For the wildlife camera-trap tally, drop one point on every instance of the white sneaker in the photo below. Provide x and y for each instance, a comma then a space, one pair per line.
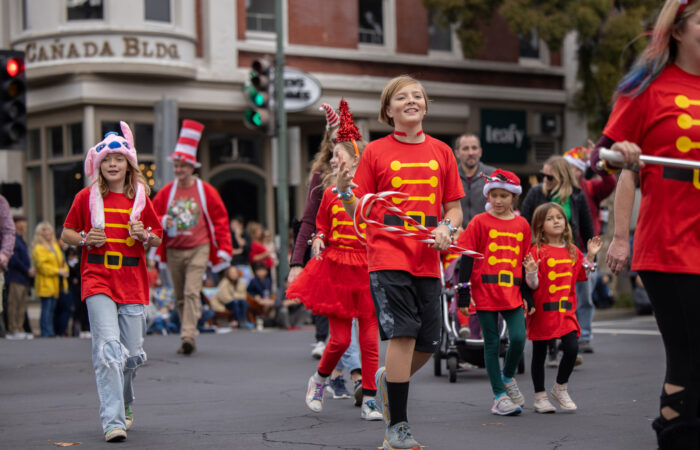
371, 411
314, 395
318, 349
514, 393
560, 393
542, 404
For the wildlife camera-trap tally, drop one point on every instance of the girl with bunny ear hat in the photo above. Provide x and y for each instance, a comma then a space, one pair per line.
115, 223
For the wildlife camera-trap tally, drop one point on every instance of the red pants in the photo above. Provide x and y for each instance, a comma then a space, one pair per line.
368, 337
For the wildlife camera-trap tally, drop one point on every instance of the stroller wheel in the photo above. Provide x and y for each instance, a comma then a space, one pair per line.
452, 368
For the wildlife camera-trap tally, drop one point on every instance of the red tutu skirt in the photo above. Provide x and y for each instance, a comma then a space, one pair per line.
335, 286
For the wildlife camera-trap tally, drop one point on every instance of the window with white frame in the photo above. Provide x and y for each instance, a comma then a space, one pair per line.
371, 22
439, 37
260, 15
529, 45
84, 9
157, 10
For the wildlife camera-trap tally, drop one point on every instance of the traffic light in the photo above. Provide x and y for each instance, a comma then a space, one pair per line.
259, 92
13, 110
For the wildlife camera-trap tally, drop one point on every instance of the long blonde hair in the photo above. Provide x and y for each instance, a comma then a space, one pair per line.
133, 173
538, 235
564, 179
321, 164
39, 239
660, 52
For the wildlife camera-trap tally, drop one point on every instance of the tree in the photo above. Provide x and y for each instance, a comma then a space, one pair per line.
609, 37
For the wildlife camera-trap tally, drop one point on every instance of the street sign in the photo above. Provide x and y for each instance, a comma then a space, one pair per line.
301, 90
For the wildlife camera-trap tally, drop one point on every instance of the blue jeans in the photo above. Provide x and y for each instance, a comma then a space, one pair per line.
48, 308
117, 351
585, 309
351, 358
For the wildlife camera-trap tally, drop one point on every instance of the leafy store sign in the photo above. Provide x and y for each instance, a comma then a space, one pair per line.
116, 47
503, 135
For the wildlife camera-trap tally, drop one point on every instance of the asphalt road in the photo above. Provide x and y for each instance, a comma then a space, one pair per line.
245, 390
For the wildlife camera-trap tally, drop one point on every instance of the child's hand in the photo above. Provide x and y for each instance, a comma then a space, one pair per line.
594, 245
316, 247
530, 263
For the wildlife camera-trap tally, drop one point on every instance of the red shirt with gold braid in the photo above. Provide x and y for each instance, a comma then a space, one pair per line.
427, 171
555, 296
118, 268
664, 120
496, 278
337, 285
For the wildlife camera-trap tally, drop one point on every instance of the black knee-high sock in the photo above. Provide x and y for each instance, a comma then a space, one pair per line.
398, 398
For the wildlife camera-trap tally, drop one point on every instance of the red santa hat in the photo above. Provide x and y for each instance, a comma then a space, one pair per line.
332, 119
578, 157
187, 143
348, 131
112, 143
502, 179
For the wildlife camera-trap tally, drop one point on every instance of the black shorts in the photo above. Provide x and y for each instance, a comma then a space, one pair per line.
407, 306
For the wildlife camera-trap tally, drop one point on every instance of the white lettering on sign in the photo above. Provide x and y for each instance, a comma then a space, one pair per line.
510, 135
132, 46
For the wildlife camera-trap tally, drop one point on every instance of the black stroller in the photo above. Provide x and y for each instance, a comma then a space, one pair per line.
457, 350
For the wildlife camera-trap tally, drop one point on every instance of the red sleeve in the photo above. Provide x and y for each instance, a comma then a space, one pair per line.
219, 218
78, 211
453, 184
150, 219
626, 122
581, 275
323, 217
365, 176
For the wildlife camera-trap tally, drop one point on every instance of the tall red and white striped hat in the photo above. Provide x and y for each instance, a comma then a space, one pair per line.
187, 143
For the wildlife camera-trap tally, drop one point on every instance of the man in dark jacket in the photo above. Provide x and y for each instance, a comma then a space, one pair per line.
19, 272
468, 153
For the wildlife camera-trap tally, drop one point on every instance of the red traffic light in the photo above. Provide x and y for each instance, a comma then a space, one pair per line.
14, 66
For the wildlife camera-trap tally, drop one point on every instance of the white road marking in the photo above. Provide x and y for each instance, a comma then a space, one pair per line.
626, 331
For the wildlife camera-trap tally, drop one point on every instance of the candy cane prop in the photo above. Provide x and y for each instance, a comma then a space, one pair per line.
423, 235
617, 158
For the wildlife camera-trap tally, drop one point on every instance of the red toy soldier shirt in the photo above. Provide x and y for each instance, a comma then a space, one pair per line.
496, 278
555, 296
337, 285
664, 120
427, 172
118, 268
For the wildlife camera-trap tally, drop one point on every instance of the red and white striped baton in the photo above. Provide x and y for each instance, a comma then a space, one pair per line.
422, 234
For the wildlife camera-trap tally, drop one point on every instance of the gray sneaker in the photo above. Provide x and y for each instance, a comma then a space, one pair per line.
398, 436
336, 386
514, 393
382, 392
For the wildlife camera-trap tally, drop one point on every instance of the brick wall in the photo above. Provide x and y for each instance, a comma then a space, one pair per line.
411, 27
327, 23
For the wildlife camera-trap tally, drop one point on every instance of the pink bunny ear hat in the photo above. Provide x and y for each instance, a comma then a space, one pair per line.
112, 143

* Required work: Reproduce every entry word for word, but skip any pictures.

* Task response:
For the wildlife camera-trap tally, drop one point on every instance of the white sneaker in the photo below. Provide x and y for each instance, a comma then a space, one pair per line.
371, 411
314, 395
318, 349
514, 393
560, 393
542, 404
For the wildlife camera-trap tally, drop one point on every instance of the girl with bunny ear hat in the photo above. Provide x and y for each instance, a comma then a space, one pair per line.
115, 223
For the wildlife camera-trap tally, drop one point on every instance of the red pants in the photo above. Provide x and y for each instance, a comma then a space, one pair per line.
368, 337
For the wildlife camera-trap tally, drop one point on every instance of the stroller wheel in the photo above. Provide x and y for each instance, a comma then a space, one pair per line.
452, 368
For the wildlife camera-trap tally, drop one point on every instance of the red tutu skirt in the photo above. Provide x and y for each instance, a comma then a space, one pair per line.
335, 286
For the wildlife camera-trap tally, drop one point on every instance of the window with white frame in the photo above. Provide x and y for each instance, a comma then a space, one pair per line.
371, 22
439, 37
260, 15
529, 45
84, 9
157, 10
For the wildlife camera-trap tally, drop one point on every instance of the traffic light in the photo above. Provide x and y for each instance, a comma then a space, one pair per line.
259, 92
13, 110
For the wildlife camera-trap tally, drop one point on every instance of the long blonde hair in the photo above. Provide x and y for each instance, a comma then a space, one pair per line.
133, 173
538, 235
564, 179
321, 164
39, 239
660, 52
For the wildlife camera-trap tally, drop one point on every instance of the tree in the photo above. Provide x and y for each instance, a comma then a space, one pair per line.
609, 37
For the wildlife camera-trap tally, drop one point on every instance of the street sign in the photo above. Provide x and y for each instance, a comma then a space, one pair per line.
301, 90
For the wildlife camera-trap tally, drop one point on every instance of the blue jeans in the photo above. Provide x and y for each instance, a comma then a space, one pair per line.
48, 308
117, 351
585, 309
351, 358
For the wildlife camera-trap tally, drop one point on every instance of the leafy store sign in the photo above. Provide x and y for each instance, a comma then a space, one pair per line.
116, 47
503, 135
For the wildlife camera-trap tally, drop one point on every instance of the asphalt road in the photo above. Provide x and y for each instance, a comma then a space, one pair per line.
245, 390
For the wildlife camera-trap tally, drop one point on every instance of the child's hand in the photo above. Provide x and y for each instance, a comma then a space, one pair per line.
594, 245
316, 247
530, 263
For the wildlife camera-trap tally, drop one point on every instance of the red shirt with gold braid in the photo above. Provide x and y for each instance, a comma then a space, one pair per line.
427, 171
555, 296
118, 268
664, 120
496, 278
337, 285
For the wildlife camera-trap tally, drop one point on every instance of the black knee-high sock in the photo above. Provide x and y for each instance, a comma then a space, one pair per line.
398, 398
For the wildlife camera-trap tally, drop one point on every instance of the red santa hat in the photo above. Provide x and y for each instance, a comma then a space, one pair per line.
332, 119
578, 157
187, 143
348, 131
112, 143
502, 179
For the wildlife camera-trap tally, drop one point on every instance of the black shorts in the photo above. Provide x and y for each instance, a comma then a space, one pair per line.
407, 306
For the wildlife camera-trap tally, drop one point on every instance of the white lettering on sign in the photo above. Provide x and y for each instance, a comma then a space, one pair per line.
510, 135
132, 46
For the wildlife camera-trap tally, drop one point on every instance of the black stroller in the photo above. Provide x and y for each instance, a comma then a space, one pair per line.
457, 350
For the wildlife camera-trap tally, drop one point on every instance of the red sleeve in the photo above. Provide x and y for each instance, a comma then a space, one pair per line.
219, 218
78, 211
453, 184
150, 219
626, 122
581, 275
323, 217
365, 176
For the wildlife camera-trap tally, drop one point on every instance of the tall red and white striped hat in the photo above. Provide x and y for each instance, a comma then a space, one pair per line.
187, 143
For the wildlife camera-trap tally, drop one point on every instance of the man in dark jacket in the photo above. Provide x and y for each instance, a comma then a space, one pair per line.
19, 272
468, 153
For the wildlife camera-trap tally, drop one point on every instance of the red traffic light in the photo above. Provide x and y for each instance, a comma then a space, one pair per line.
14, 66
For the wildlife camera-trap tally, drop one point on every instance of the white road marking in the photo above. Provide x and y for each instance, a comma then a space, one pair per line.
626, 331
For the wildlife camera-trap tally, drop one point on every instance of the candy cane prop in the photo above. Provide x and y for each instance, a comma then a space, one pair per line.
423, 235
617, 158
For the wildlife camera-trap tally, drop one point on every instance of the red toy soldier shirt in the photo above. Provide x and y for each instance, a comma then a space, one pair per line.
496, 278
555, 296
337, 285
664, 120
427, 172
118, 268
For the wildlife camera-trap tally, drop one point on every instance of the red and white striped baton in the photo above. Provide x and y for each instance, a comma then a space, one pair per line.
422, 234
For the wildlife camera-trap tally, drop one point on every instance of the gray sneaker in the photo above. Provide x and y for each instance, a comma then a space, one pair per line.
398, 436
336, 386
514, 393
382, 392
For the wildlife camera-trap tally, drop one point on every instance of the brick wall in the photo above. Provide x and y for each instance, a comma then a space, one pair per line.
411, 27
327, 23
For the wildlife camera-trap tally, drop one point on every instance of the pink bunny ear hat in the photo above. Provide x and y for each instance, a comma then a space, one pair per line.
112, 143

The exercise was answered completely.